-- Start of Extracted text --
While acknowledging that to succeed peace activists must become “many more than
we are now,” Deming had nonetheless insisted that activists must joyfully and
determinedly engage in what she termed “the further invention of nonviolence.”
So I asked Anne for her recommendations about inventiveness and nonviolence.
She said:

I think this
has always been a big question because we need to be creative and not always
reactive … I felt it in Palestine when the wall was being built there between
Israel and the West Bank. We waited too long. It’s important to get there
before it happens. To see something coming and not have to repeat the crisis …
to try to dissolve the crisis before it happens.

Of course,
you can’t always repeat what you’ve done before. When I joined CPT, I’d spent
10 years doing Plowshares work. I thought, “Maybe we should try something new.”
What surprised me was that young people kept coming along and joining in the
Plowshares actions. They were thinking of their own creative way of doing
actions. They took this idea, this spirit, and found out where it fit in the
issue that concerned them — their campaign to close a spy station or an
airstrip or whichever nuclear or conventional war threat they faced. I think
that creativity is very important.

It’s also
important not to look for immediate effectiveness, thinking it’s got to work
and we’ve got to see the results, or it’s no good. Massive marches against U.S.
immigration law have taken place, recently, in many places. These laws cause
horrible death and destruction, and the mass marches have really affected the
government. The same happened with the Vietnam War. Sometimes it’s very
appropriate to have massive marches. But consistency is also needed even in
doing small things.

Eva asked
Anne what she meant by small things. She responded:

Well, I’m
thinking of small groups. I’m thinking of our two friends who just came out of
Baghdad. When they [both CPT members] left last week, people were crying
because CPT was the one group that had stayed. Consistency is terribly
important. If it’s the right thing to do, keep doing it.

In December
I walked with a group of 25 people to the furthest gate we could reach near to
Guantanamo. It was a tremendous experience that went on for 10 days.

But you
can’t just go home and leave it. Now people have met and drawn people from the
wider community. Something will happen as a next step. I think it’s important
to be able to do something and not give up. You’ve done the right thing. If it
changes ourselves and the people we know and the people we work with, then it
makes a bit of a difference. I think
there is hope on college campuses.  I was
in Baltimore for several weeks with the peace community, Jonah House.  They bring college students in to help with
work on the grounds and learn about different aspects of peacemaking.  You pray, think and reflect together.  You come to these gatherings from some deep
place inside yourself. You’re inspired by something. You don’t focus just on
prayer, reflecting on a book…you go out and find some action that needs to be
done. Some ongoing work that builds peace. 

It happens,
person-to-person, community-to-community, and then networking begins. We have a
network of people now — the Atlantic Life Community — who meet from Maine to
Florida, from time to time. Many find their community in these gatherings. You
gain a sense that you’re not alone, that you’re helping build a community. We
commit ourselves to a disarmament action together at least once a year. There’s
not much structure … Instead, we say we are responsible for our way of life,
and for far more than one action with no follow-up.

In the 1970s,
working in schools run by her religious community, the Sisters of the Sacred
Heart, Anne contributed to antiwar work mostly by encouraging her students to
ask questions as she taught them their English, history and philosophy classes.
-- End of Extracted text --
**Problem 1**
In the entries, reproduce the lines from the one containing "sample: [189, 164]." through the final entry line, inclusive, swapping "Returns" for "Results" and changing nothing else.
The excerpt on nonviolence has no connection to the entries that come after it.
-- Start of Data for processing --
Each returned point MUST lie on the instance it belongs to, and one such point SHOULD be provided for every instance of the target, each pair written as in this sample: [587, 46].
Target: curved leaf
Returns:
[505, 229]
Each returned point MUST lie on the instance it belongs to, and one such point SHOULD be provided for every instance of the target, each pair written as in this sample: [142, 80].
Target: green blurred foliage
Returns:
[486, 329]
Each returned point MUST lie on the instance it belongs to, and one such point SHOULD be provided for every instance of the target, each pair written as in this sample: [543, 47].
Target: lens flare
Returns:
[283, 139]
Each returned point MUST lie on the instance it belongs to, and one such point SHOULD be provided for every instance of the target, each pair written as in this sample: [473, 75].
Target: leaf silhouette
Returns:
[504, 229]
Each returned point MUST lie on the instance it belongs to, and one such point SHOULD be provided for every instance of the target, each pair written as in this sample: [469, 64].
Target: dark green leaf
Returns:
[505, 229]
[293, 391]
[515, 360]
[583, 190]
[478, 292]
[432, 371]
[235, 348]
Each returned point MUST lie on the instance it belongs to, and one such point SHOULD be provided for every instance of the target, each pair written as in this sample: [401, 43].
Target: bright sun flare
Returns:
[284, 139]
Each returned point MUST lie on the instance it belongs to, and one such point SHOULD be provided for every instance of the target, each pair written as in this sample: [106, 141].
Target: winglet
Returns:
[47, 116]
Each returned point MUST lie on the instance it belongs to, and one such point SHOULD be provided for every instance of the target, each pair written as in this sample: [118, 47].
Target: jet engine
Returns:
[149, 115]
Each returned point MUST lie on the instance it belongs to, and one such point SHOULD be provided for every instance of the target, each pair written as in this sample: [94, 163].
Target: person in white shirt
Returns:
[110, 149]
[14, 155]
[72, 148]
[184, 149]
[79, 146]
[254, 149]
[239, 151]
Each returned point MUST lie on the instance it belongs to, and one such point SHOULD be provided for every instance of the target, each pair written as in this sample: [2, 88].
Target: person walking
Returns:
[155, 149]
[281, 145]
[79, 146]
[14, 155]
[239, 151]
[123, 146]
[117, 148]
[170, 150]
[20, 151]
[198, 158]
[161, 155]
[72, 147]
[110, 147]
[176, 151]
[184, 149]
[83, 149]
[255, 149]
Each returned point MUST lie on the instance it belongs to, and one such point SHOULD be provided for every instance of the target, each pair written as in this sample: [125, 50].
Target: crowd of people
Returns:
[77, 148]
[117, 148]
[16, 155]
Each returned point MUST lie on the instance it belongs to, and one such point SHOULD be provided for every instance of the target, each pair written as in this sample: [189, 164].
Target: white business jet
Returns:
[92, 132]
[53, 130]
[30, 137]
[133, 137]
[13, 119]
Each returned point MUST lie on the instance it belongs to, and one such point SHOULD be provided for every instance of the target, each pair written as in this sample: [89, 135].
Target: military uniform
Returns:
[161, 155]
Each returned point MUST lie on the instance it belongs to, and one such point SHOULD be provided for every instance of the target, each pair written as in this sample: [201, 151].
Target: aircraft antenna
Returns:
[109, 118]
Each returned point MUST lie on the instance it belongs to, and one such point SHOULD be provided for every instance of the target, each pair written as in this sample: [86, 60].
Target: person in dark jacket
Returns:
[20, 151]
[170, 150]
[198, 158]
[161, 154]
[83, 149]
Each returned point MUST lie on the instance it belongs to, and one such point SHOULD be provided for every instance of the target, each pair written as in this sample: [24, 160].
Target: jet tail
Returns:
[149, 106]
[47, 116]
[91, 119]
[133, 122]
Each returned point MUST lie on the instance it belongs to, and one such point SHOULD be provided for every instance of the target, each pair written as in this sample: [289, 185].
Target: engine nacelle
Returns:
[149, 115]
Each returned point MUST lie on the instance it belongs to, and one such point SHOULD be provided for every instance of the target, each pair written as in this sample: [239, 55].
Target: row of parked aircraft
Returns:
-- End of Data for processing --
**Problem 2**
From the excerpt on nonviolence, duplicate word for word the passage between "I think this" and "crisis before it happens.", inclusive.

**Exercise response 1**
Each returned point MUST lie on the instance it belongs to, and one such point SHOULD be provided for every instance of the target, each pair written as in this sample: [189, 164].
Target: white business jet
Results:
[92, 132]
[53, 130]
[30, 137]
[133, 137]
[13, 119]
Each returned point MUST lie on the instance it belongs to, and one such point SHOULD be provided for every instance of the target, each pair written as in this sample: [89, 135].
Target: military uniform
Results:
[161, 155]
Each returned point MUST lie on the instance it belongs to, and one such point SHOULD be provided for every instance of the target, each pair written as in this sample: [201, 151].
Target: aircraft antenna
Results:
[109, 118]
Each returned point MUST lie on the instance it belongs to, and one such point SHOULD be provided for every instance of the target, each pair written as in this sample: [86, 60].
Target: person in dark jacket
Results:
[20, 151]
[170, 150]
[198, 158]
[161, 154]
[83, 149]
Each returned point MUST lie on the instance it belongs to, and one such point SHOULD be provided for every instance of the target, each pair written as in this sample: [24, 160].
Target: jet tail
Results:
[149, 106]
[47, 116]
[91, 119]
[133, 122]
Each returned point MUST lie on the instance it belongs to, and one such point SHOULD be provided for every instance of the target, each pair written as in this sample: [289, 185].
Target: engine nacelle
Results:
[149, 115]
Each returned point MUST lie on the instance it belongs to, and one such point SHOULD be provided for every instance of the target, each pair written as in this sample: [239, 55].
Target: row of parked aircraft
Results:

**Exercise response 2**
I think this
has always been a big question because we need to be creative and not always
reactive … I felt it in Palestine when the wall was being built there between
Israel and the West Bank. We waited too long. It’s important to get there
before it happens. To see something coming and not have to repeat the crisis …
to try to dissolve the crisis before it happens.